(Saved entries)
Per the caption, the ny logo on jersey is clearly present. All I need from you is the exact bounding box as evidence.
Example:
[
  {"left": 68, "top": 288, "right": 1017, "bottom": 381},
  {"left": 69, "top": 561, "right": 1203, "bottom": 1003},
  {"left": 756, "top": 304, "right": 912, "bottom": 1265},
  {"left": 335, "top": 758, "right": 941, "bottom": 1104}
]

[TASK DESCRIPTION]: Pick each line holding the word "left" out of the data and copy it.

[RESPONSE TO THE EXERCISE]:
  {"left": 68, "top": 288, "right": 1017, "bottom": 381},
  {"left": 69, "top": 561, "right": 1203, "bottom": 1003},
  {"left": 756, "top": 304, "right": 912, "bottom": 1265},
  {"left": 335, "top": 758, "right": 941, "bottom": 1104}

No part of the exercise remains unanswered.